TEXTO DE ORIGEN:
——

Retengo vivo el recuerdo de esa cena posiblemente porque al ver a Juan humanizado, desprovisto de esa corteza de la que se rodeaba en la mayoría de sus relaciones sociales, al percibir que al margen de sus necesidades profesionales comenzaba a destilar algunos trozos de afecto para conmigo, me di cuenta de hasta dónde llegaba el cariño que yo ya sentía por él.

Reunimos al Consejo de Administración de Abelló, S. A., y le trasladamos mi decisión. Juan fue informando al Consejo con voz suave y exposición deliberadamente lenta, dejando casi resbalar las palabras, sin especial dramatismo pero queriendo dar importancia al suceso. Sin embargo, los ojos y hasta los gestos del padre de Juan transmitían de forma inequívoca la tremenda preocupación que le causaba lo que estaba oyendo y ello no solo era debido a la simpatía que sentía por mí. Todas las mañanas, cuando yo estaba en Abelló, S. A., venía a mi despacho, abría la puerta, me miraba, yo le hacía un gesto expresivo de una broma que manteníamos entre nosotros, se reía con esa risa infantil que suelen tener las personas mayores, como expresando alegría y complicidad en alguna «trastada», y se iba.

Murió antes de que culminara la venta de los laboratorios, por lo que nunca conoció el destino final de la empresa que había creado, y precisamente el día en que cerramos esa operación fuimos Juan y yo a visitar el lugar en donde estaba enterrado; cuando miraba la piedra en la que estaba grabado el nombre de Juan Abelló Pascual, recordé que poco después de aquel Consejo vino a mi despacho y con las tremendas dificultades que tenía para poder hablar, porque había sufrido una operación de cáncer de laringe, me pidió, en un tono un tanto patético, que por favor siguiera ayudando a Juan.

Pero nada es definitivo. Al final, curiosamente, Juan cedió. Fueron varias las razones que llevaron a decidir la venta de su empresa a los americanos de Merck. Tuvo que deglutir las razones que en su día le expuse y me encargó, esta vez absolutamente en serio, que me pusiera al frente de la operación. No se trató solo de una venta. Fue algo mucho más profundo. No solo por los factores que concurrieron en ella, que ahora relato porque tienen importancia, sino porque marcó para Juan un momento decisivo de su vida al encontrarse por primera vez sin-sus-cosas, y su personalidad se encontraba vertida en ellas.

——

DATOS PARA REVISAR:
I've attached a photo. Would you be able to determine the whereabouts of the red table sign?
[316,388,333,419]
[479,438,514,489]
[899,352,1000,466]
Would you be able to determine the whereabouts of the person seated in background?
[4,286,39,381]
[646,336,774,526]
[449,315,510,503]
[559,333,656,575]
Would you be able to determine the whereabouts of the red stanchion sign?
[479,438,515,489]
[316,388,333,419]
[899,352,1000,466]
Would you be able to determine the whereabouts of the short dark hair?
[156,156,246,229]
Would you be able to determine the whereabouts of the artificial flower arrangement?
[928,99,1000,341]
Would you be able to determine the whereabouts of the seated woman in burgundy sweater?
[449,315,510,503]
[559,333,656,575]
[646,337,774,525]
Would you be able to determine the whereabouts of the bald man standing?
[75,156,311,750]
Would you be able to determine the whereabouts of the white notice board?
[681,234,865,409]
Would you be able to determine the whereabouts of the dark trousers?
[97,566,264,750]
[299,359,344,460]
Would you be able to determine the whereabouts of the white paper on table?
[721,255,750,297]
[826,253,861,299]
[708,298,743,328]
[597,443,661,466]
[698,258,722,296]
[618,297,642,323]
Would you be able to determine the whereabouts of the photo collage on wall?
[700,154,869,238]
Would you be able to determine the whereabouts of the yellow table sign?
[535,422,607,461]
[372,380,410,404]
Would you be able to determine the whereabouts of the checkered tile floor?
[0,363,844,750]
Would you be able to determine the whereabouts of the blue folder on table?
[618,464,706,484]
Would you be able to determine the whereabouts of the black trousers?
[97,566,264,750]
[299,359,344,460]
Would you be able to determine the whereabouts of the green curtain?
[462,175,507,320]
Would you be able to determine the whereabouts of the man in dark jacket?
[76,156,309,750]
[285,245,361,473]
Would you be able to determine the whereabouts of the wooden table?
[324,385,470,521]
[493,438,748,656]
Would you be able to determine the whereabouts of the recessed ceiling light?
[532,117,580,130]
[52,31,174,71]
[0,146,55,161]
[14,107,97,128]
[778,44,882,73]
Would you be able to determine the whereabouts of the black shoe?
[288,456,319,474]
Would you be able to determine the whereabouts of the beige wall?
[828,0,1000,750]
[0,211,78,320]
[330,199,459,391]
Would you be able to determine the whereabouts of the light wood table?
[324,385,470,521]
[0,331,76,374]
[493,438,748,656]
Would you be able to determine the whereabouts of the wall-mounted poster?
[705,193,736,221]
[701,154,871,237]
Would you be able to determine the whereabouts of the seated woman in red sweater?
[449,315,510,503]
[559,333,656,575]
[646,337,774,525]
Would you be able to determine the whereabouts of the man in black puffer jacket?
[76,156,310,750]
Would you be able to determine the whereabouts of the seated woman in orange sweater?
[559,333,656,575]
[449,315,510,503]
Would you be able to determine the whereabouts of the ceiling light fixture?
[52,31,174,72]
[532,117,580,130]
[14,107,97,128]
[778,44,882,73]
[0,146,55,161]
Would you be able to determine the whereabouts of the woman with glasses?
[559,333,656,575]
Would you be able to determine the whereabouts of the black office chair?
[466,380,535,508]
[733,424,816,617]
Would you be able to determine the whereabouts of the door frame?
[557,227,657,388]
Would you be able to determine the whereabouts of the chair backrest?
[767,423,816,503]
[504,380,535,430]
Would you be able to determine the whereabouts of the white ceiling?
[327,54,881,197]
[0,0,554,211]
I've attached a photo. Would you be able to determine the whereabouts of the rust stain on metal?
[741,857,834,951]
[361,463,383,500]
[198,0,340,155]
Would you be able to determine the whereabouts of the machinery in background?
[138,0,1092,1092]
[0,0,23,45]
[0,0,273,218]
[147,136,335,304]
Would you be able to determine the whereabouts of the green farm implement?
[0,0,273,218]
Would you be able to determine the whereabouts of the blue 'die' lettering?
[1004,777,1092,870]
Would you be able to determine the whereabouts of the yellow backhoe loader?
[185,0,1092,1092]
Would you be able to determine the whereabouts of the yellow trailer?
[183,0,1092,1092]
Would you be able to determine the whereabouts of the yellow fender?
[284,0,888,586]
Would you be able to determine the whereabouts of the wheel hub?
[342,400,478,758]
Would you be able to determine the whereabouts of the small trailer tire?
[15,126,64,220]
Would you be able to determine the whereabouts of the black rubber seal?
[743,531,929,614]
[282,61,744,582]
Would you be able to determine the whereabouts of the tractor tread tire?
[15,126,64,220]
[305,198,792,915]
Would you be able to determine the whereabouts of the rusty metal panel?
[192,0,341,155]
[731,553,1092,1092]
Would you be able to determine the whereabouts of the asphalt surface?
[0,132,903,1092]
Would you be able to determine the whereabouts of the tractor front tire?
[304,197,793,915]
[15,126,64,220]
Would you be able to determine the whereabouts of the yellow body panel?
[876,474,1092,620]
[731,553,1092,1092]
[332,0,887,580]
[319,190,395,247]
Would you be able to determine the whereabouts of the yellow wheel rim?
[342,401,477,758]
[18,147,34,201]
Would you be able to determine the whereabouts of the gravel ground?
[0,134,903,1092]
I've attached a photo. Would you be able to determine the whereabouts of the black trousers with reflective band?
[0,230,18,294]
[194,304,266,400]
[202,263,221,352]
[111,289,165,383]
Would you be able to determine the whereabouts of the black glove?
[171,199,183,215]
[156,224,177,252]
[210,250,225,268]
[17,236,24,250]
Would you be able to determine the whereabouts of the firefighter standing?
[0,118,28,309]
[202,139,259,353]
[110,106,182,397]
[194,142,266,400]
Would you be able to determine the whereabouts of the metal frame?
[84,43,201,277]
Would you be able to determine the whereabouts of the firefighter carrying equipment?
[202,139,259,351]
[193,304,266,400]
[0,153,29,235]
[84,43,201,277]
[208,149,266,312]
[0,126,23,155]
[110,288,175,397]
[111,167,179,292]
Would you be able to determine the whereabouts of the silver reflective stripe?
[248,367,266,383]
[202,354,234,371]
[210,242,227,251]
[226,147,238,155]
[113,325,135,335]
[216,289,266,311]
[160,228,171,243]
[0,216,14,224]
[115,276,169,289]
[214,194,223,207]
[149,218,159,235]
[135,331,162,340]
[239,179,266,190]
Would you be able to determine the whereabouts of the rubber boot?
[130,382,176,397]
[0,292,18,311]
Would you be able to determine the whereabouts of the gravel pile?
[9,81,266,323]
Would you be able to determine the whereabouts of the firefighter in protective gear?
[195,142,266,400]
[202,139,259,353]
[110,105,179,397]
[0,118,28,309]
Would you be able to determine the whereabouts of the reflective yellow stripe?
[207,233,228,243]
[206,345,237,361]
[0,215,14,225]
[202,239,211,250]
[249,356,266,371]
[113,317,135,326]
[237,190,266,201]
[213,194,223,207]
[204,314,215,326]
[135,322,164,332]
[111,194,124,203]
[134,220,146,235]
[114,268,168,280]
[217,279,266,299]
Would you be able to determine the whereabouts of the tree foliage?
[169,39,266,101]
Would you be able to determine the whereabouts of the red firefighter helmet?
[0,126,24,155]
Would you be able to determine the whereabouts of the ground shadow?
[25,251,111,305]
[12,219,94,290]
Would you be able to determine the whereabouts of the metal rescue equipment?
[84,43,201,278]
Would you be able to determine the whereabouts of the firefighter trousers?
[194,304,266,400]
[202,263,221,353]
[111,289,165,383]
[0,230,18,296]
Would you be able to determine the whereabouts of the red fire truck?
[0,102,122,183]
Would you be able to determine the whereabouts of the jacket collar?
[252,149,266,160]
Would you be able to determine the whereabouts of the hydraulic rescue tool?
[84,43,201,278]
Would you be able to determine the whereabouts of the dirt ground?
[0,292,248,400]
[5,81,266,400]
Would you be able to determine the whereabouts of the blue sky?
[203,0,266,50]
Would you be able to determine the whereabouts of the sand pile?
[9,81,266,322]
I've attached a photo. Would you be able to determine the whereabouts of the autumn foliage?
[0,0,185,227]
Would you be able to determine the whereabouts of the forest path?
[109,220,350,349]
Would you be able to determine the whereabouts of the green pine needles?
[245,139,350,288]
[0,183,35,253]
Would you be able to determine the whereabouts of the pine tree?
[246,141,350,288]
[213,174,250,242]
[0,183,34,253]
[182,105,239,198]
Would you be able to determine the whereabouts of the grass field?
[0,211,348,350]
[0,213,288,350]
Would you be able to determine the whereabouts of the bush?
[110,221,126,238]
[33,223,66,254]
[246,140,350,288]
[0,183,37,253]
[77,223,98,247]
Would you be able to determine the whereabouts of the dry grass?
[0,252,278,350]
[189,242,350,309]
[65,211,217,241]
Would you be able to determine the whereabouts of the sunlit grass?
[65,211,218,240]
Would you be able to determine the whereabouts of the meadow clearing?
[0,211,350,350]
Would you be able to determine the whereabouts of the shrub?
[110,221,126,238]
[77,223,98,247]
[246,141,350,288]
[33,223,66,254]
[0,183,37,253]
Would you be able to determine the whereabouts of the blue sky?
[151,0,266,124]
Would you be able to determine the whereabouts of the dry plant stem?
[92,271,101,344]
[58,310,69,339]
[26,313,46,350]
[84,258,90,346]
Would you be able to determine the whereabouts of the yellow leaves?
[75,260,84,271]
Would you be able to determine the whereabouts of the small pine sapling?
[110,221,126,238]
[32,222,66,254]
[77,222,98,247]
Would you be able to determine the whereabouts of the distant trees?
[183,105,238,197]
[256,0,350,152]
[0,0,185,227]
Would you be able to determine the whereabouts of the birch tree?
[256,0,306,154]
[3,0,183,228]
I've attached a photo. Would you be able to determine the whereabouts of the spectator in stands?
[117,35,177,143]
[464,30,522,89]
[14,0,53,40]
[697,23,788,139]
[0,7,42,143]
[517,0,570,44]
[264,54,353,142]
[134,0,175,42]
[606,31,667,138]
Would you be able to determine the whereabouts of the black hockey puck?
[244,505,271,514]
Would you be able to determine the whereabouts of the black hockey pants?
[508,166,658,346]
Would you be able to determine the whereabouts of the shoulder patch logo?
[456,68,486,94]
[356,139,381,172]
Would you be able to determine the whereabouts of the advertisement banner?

——

TAREAS DEL EJERCICIO:
1) Resume en dos oraciones el texto sobre la venta de los laboratorios Abelló.
2) Copia del texto sobre la venta de los laboratorios Abelló el tramo que va desde «Retengo vivo el» hasta «sentía por él.».

RESPUESTAS:
1) Cuando se comunicó al Consejo de Administración de Abelló, S. A. una decisión de quien narra, el padre de Juan dejó ver una tremenda preocupación y poco después le pidió que siguiera ayudando a Juan, aunque murió antes de que culminara la venta de los laboratorios. Al final Juan cedió y encargó a quien narra ponerse al frente de la venta de su empresa a Merck, una operación que marcó para él un momento decisivo al encontrarse por primera vez sin sus cosas.

2)
Retengo vivo el recuerdo de esa cena posiblemente porque al ver a Juan humanizado, desprovisto de esa corteza de la que se rodeaba en la mayoría de sus relaciones sociales, al percibir que al margen de sus necesidades profesionales comenzaba a destilar algunos trozos de afecto para conmigo, me di cuenta de hasta dónde llegaba el cariño que yo ya sentía por él.